__TASK DETAILS__: Render the entire listing below as a numbered list, omitting any blank lines.

Bounding box labeling entries
--------------------------------
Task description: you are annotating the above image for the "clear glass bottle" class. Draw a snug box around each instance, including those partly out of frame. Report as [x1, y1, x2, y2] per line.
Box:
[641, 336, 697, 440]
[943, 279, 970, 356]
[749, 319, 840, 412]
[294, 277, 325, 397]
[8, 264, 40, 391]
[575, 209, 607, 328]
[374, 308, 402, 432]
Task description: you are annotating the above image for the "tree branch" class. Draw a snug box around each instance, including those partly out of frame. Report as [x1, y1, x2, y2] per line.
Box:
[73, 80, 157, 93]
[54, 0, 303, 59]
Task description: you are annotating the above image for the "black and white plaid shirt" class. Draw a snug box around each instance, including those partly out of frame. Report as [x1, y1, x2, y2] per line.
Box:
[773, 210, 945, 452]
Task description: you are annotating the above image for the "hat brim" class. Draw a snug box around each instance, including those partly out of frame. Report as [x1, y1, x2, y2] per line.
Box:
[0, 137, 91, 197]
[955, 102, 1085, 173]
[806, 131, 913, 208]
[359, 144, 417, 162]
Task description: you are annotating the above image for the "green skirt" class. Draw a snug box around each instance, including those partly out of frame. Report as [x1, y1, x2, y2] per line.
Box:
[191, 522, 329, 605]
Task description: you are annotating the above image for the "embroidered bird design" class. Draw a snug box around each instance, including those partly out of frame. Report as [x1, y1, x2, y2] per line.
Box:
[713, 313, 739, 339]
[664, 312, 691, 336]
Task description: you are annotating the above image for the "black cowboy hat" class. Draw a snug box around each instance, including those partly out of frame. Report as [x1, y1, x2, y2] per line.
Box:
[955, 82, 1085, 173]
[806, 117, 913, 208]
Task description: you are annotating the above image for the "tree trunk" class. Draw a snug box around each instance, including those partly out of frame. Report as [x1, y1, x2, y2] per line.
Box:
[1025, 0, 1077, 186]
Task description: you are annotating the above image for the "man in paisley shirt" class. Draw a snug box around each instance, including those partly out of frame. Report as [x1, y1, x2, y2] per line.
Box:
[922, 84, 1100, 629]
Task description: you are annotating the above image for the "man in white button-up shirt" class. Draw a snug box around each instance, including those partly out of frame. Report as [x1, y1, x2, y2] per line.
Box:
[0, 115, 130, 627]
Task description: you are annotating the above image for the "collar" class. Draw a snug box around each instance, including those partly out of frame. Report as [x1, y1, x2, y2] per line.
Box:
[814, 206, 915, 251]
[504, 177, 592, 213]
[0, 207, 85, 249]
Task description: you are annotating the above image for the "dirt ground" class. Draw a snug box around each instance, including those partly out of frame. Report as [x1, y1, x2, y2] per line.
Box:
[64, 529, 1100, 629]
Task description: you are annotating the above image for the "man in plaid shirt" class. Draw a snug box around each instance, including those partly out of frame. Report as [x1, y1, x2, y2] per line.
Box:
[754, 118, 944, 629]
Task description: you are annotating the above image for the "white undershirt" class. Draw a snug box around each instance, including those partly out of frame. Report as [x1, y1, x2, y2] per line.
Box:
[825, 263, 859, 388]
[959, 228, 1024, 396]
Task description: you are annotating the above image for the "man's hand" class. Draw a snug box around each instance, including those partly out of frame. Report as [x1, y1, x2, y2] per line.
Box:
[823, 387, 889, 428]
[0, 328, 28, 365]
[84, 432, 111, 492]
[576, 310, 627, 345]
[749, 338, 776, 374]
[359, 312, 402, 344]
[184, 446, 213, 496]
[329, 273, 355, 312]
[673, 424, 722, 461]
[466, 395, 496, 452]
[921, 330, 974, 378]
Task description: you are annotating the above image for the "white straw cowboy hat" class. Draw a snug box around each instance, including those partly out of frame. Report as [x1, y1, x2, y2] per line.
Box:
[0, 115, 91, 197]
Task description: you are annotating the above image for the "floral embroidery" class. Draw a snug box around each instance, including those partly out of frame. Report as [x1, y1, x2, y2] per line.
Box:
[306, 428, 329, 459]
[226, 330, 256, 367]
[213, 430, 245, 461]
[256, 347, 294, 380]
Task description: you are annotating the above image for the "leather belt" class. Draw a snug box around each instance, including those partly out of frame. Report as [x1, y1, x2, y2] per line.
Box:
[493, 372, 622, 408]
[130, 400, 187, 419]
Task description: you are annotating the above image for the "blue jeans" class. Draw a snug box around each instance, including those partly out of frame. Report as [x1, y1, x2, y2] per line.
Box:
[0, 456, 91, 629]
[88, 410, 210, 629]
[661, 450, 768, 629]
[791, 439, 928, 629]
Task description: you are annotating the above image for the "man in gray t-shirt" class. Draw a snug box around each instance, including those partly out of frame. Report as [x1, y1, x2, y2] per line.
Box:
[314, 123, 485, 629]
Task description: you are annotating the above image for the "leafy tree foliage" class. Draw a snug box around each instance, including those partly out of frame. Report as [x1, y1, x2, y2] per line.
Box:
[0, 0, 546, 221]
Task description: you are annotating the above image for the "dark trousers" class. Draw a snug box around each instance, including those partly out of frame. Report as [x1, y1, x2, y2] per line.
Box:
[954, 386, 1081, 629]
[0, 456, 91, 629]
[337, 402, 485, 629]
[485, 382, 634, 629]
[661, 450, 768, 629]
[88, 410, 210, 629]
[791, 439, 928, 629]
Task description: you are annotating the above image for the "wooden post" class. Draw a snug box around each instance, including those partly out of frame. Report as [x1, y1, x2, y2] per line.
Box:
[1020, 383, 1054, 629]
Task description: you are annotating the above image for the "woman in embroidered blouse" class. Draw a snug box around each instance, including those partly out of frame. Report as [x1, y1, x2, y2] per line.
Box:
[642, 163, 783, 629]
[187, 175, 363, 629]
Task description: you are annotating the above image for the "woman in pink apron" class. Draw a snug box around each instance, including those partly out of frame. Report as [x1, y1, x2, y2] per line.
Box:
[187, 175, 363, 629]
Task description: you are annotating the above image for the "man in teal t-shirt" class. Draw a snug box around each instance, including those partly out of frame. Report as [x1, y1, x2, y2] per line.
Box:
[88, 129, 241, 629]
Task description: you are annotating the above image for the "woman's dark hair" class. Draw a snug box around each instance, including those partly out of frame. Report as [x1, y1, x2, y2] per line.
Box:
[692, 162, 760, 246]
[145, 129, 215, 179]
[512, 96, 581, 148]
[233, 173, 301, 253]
--------------------------------
__RESPONSE FOR THIS EXERCISE__:
1. Task description: you are annotating the above image for the "clear glass bottle" class. Draw a snug box around each instance, including those partly out of frame. Report as [x1, y1, x2, y2] per line.
2. Box:
3. [641, 336, 697, 440]
4. [943, 279, 970, 356]
5. [749, 319, 840, 412]
6. [294, 277, 325, 397]
7. [8, 264, 40, 391]
8. [575, 209, 607, 328]
9. [374, 308, 402, 432]
10. Task description: you are annotating the above image for the "tree branch" class. Draw a snug box around each instance, including those partly out of frame. Report as [x1, y1, x2, y2] per line.
11. Box:
12. [73, 80, 157, 93]
13. [54, 0, 303, 59]
14. Task description: you are annotating the above image for the "black and white plaid shirt" class. Draw a snug box around each instance, including those partly out of frame. Report as [x1, y1, x2, y2] per line.
15. Box:
16. [773, 210, 945, 452]
17. Task description: you are annotating the above image for the "hat brim" class. Draw a snug box around each instance, including those partly out of frame. Report as [x1, y1, x2, y2] per line.
18. Box:
19. [0, 137, 91, 197]
20. [955, 102, 1085, 173]
21. [806, 131, 913, 208]
22. [359, 144, 417, 162]
23. Task description: you are annotating the above image for the "green skirt" class. Draw a snug box around each instance, including those partly out of frame. Report as [x1, y1, x2, y2] per line.
24. Box:
25. [191, 522, 329, 605]
26. Task description: you are annotating the above image for the "embroidered bird design" class. Draw a snug box around each instance, including those partly out of frame. Report as [x1, y1, x2, y2] per line.
27. Box:
28. [713, 313, 739, 339]
29. [664, 312, 691, 336]
30. Task description: you are annotating the above image for the "black cowboy hat" class. Draw a snug box around each instance, including those partly out of frame. Report as [x1, y1, x2, y2] per line.
31. Box:
32. [955, 82, 1085, 173]
33. [806, 117, 913, 208]
34. Task description: you are annotating the above image for the "tree trunk" class. Draw a snug box around each instance, including those partly out of frame. Report as [x1, y1, x2, y2] per line.
35. Box:
36. [1025, 0, 1077, 186]
37. Task description: you are annotating the above image for the "man in paisley shirt" class. Draw a snug box around each instance, including those partly out of frame. Report as [x1, y1, x2, y2] per line.
38. Box:
39. [922, 84, 1100, 629]
40. Task description: you are annotating the above image for the "man in white button-up shirt" class. Draw a snug box around each instance, including those partly out of frame. Report as [x1, y1, x2, y2] per line.
41. Box:
42. [0, 115, 130, 627]
43. Task description: you are annotating the above image for the "collar" class. Draw a snug box around each instance, including those partly out of frame. Report as [x1, y1, x2, y2] per line.
44. Box:
45. [814, 206, 915, 251]
46. [504, 177, 592, 213]
47. [0, 207, 85, 249]
48. Task description: you are annotating the above image for the "dirt ground" class. Draw a snug box around each instance, including those partly out of frame. Report as [x1, y1, x2, y2] per line.
49. Box:
50. [64, 529, 1100, 629]
51. Task description: you are annotating the above image for the "man in plaid shirt" class. Draw a snug box around each instance, including those partly out of frame. Report as [x1, y1, x2, y2] per line.
52. Box:
53. [754, 118, 944, 629]
54. Task description: you are annotating the above image for the "white undershirt" class. Draw a snug box around each instance, including those partly out of frame. Report as [x1, y1, x2, y2] per line.
55. Box:
56. [825, 263, 859, 388]
57. [959, 228, 1024, 396]
58. Task description: you are annotating the above image for the "man's hand" class. Draw a snug box around each instance, including those partly out of frame. Report as [x1, y1, x2, y2] per line.
59. Box:
60. [823, 387, 889, 428]
61. [0, 328, 28, 365]
62. [84, 432, 111, 492]
63. [576, 310, 627, 345]
64. [749, 338, 776, 374]
65. [359, 312, 402, 344]
66. [184, 446, 213, 496]
67. [329, 273, 355, 312]
68. [673, 424, 722, 461]
69. [466, 395, 496, 452]
70. [921, 330, 974, 378]
71. Task description: you are annotating the above image for the "white straw cowboy hat" class. Draw a snug box around each instance, including those partly out of frame. Report as [x1, y1, x2, y2] per line.
72. Box:
73. [0, 115, 91, 197]
74. Task description: you are annotating the above image for the "floral embroidery" class. Draw a snug box around each instance, including those partly out of frame. Report as [x1, y1, x2, y2] per line.
75. Box:
76. [306, 428, 329, 459]
77. [226, 330, 256, 367]
78. [213, 430, 245, 461]
79. [256, 347, 294, 380]
80. Task description: you are annotating the above image for the "leather belt" class. Draw a snug box around each instance, including those partly out of frame. Report as [x1, y1, x2, y2] per line.
81. Box:
82. [493, 372, 622, 408]
83. [130, 400, 187, 419]
84. Task description: you are annotating the above image for the "blue jeans" class. Draw a snug box around each instance, including those partly out of frame. Report as [x1, y1, x2, y2] per line.
85. Box:
86. [0, 456, 91, 629]
87. [88, 410, 210, 629]
88. [661, 450, 768, 629]
89. [791, 439, 928, 629]
90. Task description: you are annotating the above image for the "man in gray t-shirt" class. Draw a snug box around each instance, including those partly out of frame. Report as [x1, y1, x2, y2] per line.
91. Box:
92. [314, 123, 485, 629]
93. Task description: you are annotating the above image for the "leafy tree foliage" class. Draw a snug box around each instance, including those partly out of frame. Report as [x1, y1, x2, y2] per line.
94. Box:
95. [0, 0, 546, 221]
96. Task description: you are annotating the above image for the "dark trousers" class. Draw a snug box around each instance, including those partly out of frame. Report as [x1, y1, x2, y2] per line.
97. Box:
98. [954, 386, 1081, 629]
99. [0, 456, 91, 629]
100. [337, 402, 485, 629]
101. [485, 382, 634, 629]
102. [661, 450, 768, 629]
103. [88, 410, 210, 629]
104. [791, 439, 928, 629]
105. Task description: you are annotating the above image for the "wooden post" class. Draw a snug box around each instance, including those partly out of frame. Report as [x1, y1, x2, y2] per line.
106. Box:
107. [1020, 383, 1054, 629]
108. Task description: you are annotating the above image for the "woman in embroidered blouse" class. Draw a snug box around each instance, including those partly out of frame. Report as [x1, y1, x2, y2] per line.
109. Box:
110. [642, 163, 783, 629]
111. [187, 175, 363, 629]
112. Task description: you are annotating the above image for the "woman in pink apron" class. Draw a snug box around each instance, including those partly out of frame. Report as [x1, y1, x2, y2] per line.
113. Box:
114. [187, 175, 363, 629]
115. Task description: you are annotating the above image for the "man in teal t-shirt" class. Draw a snug box around each instance, including those partly out of frame. Report as [x1, y1, x2, y2] per line.
116. Box:
117. [88, 129, 241, 629]
118. Task description: you are annotating the above image for the "woman's dark hair" class. Draw a snug box around each instance, including those partly out of frame. Report as [x1, y1, x2, y2] per line.
119. Box:
120. [692, 162, 760, 246]
121. [145, 129, 215, 179]
122. [512, 96, 581, 148]
123. [233, 173, 301, 253]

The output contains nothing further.